* [Text extract]
--------------------------------------------------
3D4A 25ml Fountain Pen Ink Painting Drawing Creative Non-Carbon Ink

 

There are ten colors available. I ordered Bordeaux. The price was US$2,66 postpaid which I could not resist because there are not that many inexpensive wine colored inks out there. The ink arrived in about 3.5 weeks with lots of padding on four sides but not on the top or bottom. Still it survived. The bottle is cube-shaped glass with a plastic top. It looks pretty classy -- more so than most of the inks bottles from the major pen companies. They seem to be aimed at a Western market with only two Chinese characters on the label. The brand (not mentioned in the eBay listing) is Karkos. This is printed on the label and molded into the bottom of the glass bottle which suggests these folks are serious about selling ink.
--------------------------------------------------
* [Requirement 1]
Copy out, word for word, the part of the fountain pen ink review that opens with the words containing "There are ten" and closes with "about selling ink.".
* [Requirement 2]
Extend the fountain pen ink review past its last sentence.
None of the items after this text are needed.

* [Entries]
--------------------------------------------------
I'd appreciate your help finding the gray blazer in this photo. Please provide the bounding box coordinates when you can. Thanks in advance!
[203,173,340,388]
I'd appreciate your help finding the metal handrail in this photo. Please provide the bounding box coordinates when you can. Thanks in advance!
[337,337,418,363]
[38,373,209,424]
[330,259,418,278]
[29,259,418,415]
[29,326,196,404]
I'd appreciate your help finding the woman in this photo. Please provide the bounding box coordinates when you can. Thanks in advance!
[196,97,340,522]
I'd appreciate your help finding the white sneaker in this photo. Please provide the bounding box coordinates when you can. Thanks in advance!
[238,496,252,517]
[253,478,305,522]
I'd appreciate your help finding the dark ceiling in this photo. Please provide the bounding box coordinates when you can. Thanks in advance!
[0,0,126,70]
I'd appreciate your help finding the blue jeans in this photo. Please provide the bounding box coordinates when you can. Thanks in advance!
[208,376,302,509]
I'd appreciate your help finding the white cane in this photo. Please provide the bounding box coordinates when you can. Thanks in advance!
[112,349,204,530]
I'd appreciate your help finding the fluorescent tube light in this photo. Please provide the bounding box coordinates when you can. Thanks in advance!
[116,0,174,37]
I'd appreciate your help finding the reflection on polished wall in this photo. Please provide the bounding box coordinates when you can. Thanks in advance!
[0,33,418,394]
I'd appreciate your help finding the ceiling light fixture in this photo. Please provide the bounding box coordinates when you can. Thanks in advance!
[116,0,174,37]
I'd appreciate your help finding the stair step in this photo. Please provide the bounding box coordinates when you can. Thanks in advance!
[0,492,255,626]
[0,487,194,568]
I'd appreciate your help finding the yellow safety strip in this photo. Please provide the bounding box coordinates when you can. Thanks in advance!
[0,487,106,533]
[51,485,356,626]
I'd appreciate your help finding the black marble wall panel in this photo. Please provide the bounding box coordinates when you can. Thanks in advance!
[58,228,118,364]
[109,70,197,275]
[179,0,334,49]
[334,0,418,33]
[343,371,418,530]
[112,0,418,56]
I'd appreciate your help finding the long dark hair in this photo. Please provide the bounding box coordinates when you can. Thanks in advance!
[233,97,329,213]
--------------------------------------------------
* [Task answer 1]
There are ten colors available. I ordered Bordeaux. The price was US$2,66 postpaid which I could not resist because there are not that many inexpensive wine colored inks out there. The ink arrived in about 3.5 weeks with lots of padding on four sides but not on the top or bottom. Still it survived. The bottle is cube-shaped glass with a plastic top. It looks pretty classy -- more so than most of the inks bottles from the major pen companies. They seem to be aimed at a Western market with only two Chinese characters on the label. The brand (not mentioned in the eBay listing) is Karkos. This is printed on the label and molded into the bottom of the glass bottle which suggests these folks are serious about selling ink.

* [Task answer 2]
Beneath the cap is a plastic stopper. I hope this helps with the recurring problem of leakage with ink shipped from Asia. I have seen this design before, I think on Glare ink. Whatever its merits, I find it impossible to remove the stopper without getting ink all over my fingers. My first disappointment was that my fingers and the paper towel I used to clean up the mess were both Mercurochrome color. Writing with a F nib pen looked like many European red inks -- a bit orange. Saturation was very low. On drying the ink looked somewhere between red and pink. The orange seemed gone but under no circumstances did I see any hint of blue, purple, maroon, etc. The ink had a watery appearance that reminded me of the very cheap ink in Hero 359 cartridges sold under various brand names including CHREN and AIHAO. My impression is of very cheap ink nicely packaged. I had a couple other colors in my eBay watch list but I'll be deleting those, mainly because this bottle was nowhere near the promised color.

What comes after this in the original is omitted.